## EXERCISE BRIEF
Beginning at the line containing "target | valley", output every line to the end of the data below exactly as it appears.

## PROVIDED INFORMATION
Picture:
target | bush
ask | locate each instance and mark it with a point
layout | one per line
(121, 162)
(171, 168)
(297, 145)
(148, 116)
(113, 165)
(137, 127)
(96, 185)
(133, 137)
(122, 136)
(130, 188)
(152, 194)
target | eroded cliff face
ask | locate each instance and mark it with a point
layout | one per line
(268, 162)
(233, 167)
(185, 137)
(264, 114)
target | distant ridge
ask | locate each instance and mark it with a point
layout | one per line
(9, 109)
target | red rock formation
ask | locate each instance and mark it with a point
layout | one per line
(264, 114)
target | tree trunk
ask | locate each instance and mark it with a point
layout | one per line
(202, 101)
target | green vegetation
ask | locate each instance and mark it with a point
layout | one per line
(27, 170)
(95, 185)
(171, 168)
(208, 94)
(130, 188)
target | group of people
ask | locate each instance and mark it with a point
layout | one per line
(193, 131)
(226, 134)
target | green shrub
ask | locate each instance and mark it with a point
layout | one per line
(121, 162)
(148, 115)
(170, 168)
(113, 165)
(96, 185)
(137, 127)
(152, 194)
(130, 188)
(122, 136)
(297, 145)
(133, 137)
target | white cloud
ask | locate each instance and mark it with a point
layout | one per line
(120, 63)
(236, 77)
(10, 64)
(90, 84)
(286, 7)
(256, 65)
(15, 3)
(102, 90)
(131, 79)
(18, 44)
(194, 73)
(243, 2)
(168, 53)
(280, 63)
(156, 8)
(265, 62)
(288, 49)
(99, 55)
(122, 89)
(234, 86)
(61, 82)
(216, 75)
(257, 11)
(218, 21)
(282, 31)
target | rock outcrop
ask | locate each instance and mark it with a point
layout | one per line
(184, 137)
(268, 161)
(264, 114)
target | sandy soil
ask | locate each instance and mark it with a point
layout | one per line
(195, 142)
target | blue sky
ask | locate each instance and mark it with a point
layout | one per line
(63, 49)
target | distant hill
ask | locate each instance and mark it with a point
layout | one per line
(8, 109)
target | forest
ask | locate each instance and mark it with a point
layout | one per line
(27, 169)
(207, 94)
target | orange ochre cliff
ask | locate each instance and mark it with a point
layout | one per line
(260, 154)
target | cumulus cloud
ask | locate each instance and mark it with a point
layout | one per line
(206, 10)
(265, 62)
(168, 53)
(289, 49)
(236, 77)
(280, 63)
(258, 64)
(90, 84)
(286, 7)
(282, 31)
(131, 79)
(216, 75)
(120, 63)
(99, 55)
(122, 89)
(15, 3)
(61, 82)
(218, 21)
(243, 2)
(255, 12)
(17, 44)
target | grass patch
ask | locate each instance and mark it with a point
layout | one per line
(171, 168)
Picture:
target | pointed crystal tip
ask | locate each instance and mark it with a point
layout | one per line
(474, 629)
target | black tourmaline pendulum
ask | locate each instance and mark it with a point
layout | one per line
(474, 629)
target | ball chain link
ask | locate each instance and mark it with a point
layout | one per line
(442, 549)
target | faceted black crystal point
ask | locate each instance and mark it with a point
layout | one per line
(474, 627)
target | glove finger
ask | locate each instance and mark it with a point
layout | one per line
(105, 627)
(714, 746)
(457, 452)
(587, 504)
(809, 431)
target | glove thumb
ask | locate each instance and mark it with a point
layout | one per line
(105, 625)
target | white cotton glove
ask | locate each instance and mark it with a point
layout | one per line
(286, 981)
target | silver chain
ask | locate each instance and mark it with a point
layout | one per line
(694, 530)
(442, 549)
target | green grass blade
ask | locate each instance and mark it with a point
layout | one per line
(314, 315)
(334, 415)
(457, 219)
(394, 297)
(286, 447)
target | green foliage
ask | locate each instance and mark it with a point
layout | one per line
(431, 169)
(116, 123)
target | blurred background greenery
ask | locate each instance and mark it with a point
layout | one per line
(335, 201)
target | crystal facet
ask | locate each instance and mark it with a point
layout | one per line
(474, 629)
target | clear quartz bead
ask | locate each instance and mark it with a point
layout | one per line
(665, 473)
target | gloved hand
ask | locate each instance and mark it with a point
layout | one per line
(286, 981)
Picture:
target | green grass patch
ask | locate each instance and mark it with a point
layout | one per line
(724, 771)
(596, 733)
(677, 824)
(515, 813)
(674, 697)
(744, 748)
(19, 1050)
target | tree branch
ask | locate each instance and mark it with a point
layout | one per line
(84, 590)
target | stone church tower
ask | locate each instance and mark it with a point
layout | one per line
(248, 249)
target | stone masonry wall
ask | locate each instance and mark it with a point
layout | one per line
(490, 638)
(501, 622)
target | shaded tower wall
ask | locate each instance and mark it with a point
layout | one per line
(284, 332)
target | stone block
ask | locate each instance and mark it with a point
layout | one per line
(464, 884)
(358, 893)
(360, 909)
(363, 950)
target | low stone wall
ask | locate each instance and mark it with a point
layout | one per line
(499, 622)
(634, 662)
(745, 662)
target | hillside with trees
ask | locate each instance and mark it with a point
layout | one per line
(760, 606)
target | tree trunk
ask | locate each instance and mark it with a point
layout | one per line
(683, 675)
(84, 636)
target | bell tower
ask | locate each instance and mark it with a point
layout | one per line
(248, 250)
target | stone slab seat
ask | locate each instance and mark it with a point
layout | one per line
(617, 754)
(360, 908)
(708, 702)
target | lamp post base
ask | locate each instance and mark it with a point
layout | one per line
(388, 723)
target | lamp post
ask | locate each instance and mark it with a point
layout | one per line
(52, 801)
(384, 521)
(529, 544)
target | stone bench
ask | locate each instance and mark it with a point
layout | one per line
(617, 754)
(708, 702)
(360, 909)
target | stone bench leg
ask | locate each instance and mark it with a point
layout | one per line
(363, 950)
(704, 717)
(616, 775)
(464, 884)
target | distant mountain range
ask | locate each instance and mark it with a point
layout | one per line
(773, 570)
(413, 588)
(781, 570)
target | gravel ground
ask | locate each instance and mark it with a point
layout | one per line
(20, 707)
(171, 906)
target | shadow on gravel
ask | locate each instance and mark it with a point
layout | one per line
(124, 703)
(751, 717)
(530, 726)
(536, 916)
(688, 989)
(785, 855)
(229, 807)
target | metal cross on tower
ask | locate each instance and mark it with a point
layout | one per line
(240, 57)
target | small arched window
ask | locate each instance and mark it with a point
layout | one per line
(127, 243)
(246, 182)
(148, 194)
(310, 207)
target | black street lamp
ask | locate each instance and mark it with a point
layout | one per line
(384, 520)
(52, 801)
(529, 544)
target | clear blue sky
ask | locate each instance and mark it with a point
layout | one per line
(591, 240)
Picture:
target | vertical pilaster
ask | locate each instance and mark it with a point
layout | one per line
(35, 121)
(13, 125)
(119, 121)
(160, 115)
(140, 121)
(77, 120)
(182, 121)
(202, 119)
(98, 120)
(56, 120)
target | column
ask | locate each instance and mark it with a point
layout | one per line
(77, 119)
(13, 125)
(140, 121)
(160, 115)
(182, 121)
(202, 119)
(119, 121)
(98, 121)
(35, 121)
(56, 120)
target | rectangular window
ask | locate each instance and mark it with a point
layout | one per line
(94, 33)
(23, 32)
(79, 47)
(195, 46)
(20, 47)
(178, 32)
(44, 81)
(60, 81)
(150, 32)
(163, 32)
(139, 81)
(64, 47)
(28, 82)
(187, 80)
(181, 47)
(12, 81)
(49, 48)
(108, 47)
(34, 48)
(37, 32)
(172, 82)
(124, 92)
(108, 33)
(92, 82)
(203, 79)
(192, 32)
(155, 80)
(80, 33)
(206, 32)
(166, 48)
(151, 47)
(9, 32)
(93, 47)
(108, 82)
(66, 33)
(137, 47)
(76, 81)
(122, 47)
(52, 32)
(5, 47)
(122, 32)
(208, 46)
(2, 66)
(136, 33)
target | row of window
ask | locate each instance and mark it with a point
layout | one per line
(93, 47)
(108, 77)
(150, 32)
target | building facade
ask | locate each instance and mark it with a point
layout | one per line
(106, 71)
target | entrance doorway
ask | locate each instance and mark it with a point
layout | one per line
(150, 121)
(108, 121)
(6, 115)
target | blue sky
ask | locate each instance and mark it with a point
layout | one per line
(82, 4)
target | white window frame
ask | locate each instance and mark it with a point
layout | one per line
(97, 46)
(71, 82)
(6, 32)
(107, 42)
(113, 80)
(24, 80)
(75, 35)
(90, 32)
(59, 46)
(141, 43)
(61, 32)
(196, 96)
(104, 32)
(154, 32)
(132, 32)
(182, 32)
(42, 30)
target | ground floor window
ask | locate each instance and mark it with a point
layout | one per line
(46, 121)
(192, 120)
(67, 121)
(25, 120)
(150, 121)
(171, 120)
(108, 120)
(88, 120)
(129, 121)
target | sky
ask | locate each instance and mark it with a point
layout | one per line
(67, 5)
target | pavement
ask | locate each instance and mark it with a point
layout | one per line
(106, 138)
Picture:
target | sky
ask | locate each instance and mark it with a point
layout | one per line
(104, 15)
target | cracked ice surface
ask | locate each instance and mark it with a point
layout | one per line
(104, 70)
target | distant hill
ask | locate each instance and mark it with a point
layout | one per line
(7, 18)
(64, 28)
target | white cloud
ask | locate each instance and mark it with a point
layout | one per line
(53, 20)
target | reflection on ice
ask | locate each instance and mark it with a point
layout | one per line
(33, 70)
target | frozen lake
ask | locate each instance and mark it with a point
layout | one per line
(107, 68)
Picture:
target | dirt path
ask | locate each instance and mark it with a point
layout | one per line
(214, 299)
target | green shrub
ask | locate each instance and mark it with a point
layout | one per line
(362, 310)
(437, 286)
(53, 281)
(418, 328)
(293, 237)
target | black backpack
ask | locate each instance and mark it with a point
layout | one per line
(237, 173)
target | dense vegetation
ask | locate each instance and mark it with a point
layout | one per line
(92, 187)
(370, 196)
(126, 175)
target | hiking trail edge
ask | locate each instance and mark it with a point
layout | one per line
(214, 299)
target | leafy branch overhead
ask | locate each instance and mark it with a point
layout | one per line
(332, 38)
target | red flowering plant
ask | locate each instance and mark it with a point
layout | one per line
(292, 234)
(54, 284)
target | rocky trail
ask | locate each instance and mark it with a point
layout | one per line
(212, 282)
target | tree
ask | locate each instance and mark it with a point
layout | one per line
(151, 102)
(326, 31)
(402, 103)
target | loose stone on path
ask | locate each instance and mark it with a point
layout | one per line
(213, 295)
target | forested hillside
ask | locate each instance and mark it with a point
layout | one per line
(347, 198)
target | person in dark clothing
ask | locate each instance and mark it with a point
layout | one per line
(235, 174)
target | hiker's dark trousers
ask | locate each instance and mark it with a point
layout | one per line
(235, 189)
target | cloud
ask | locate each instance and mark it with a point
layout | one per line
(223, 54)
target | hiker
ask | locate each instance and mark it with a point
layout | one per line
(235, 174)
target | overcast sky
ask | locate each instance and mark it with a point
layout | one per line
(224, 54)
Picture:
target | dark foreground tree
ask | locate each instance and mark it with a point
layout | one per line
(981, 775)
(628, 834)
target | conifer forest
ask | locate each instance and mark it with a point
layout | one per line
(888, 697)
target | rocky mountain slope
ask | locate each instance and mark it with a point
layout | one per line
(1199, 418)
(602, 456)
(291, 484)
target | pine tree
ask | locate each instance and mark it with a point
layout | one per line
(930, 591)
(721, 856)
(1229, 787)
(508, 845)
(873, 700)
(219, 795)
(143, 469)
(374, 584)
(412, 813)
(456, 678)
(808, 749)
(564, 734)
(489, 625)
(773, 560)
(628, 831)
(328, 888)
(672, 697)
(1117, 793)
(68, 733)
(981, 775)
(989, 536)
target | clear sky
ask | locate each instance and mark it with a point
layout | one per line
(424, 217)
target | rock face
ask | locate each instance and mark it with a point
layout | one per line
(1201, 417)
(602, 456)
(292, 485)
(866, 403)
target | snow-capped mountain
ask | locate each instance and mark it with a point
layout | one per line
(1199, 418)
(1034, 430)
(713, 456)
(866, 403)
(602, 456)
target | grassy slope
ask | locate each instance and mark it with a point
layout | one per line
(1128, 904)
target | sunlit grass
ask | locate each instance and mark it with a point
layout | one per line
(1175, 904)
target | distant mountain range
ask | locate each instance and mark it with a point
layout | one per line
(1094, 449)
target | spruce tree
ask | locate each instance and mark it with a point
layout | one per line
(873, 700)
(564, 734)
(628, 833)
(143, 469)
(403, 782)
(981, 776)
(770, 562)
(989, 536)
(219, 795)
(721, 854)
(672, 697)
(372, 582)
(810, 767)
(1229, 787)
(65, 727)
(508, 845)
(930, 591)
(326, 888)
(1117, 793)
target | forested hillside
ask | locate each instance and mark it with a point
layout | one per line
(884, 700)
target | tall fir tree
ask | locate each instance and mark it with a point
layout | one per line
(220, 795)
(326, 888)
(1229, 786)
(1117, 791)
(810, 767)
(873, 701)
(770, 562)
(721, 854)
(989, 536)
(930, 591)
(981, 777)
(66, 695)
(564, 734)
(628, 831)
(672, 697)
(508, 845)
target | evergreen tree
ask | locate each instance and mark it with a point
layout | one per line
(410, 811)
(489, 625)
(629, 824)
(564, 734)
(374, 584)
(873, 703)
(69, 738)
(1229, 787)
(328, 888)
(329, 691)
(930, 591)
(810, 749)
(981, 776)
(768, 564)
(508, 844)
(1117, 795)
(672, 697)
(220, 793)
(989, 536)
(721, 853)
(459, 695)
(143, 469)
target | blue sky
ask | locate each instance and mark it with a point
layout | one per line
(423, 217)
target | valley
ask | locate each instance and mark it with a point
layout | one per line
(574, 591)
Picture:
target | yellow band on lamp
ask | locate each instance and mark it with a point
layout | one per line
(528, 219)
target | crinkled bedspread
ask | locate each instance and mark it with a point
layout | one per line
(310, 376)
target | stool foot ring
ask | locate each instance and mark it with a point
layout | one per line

## RESULT OF THIS EXERCISE
target | valley
ask | locate each instance and mark it with a point
layout | one per line
(574, 591)
Picture:
target | yellow band on lamp
ask | locate each instance and mark it with a point
layout | one per line
(528, 219)
target | crinkled bedspread
ask | locate each instance and mark it with a point
layout | one per line
(310, 376)
target | stool foot ring
ask | locate each instance and mark it with a point
layout | one per line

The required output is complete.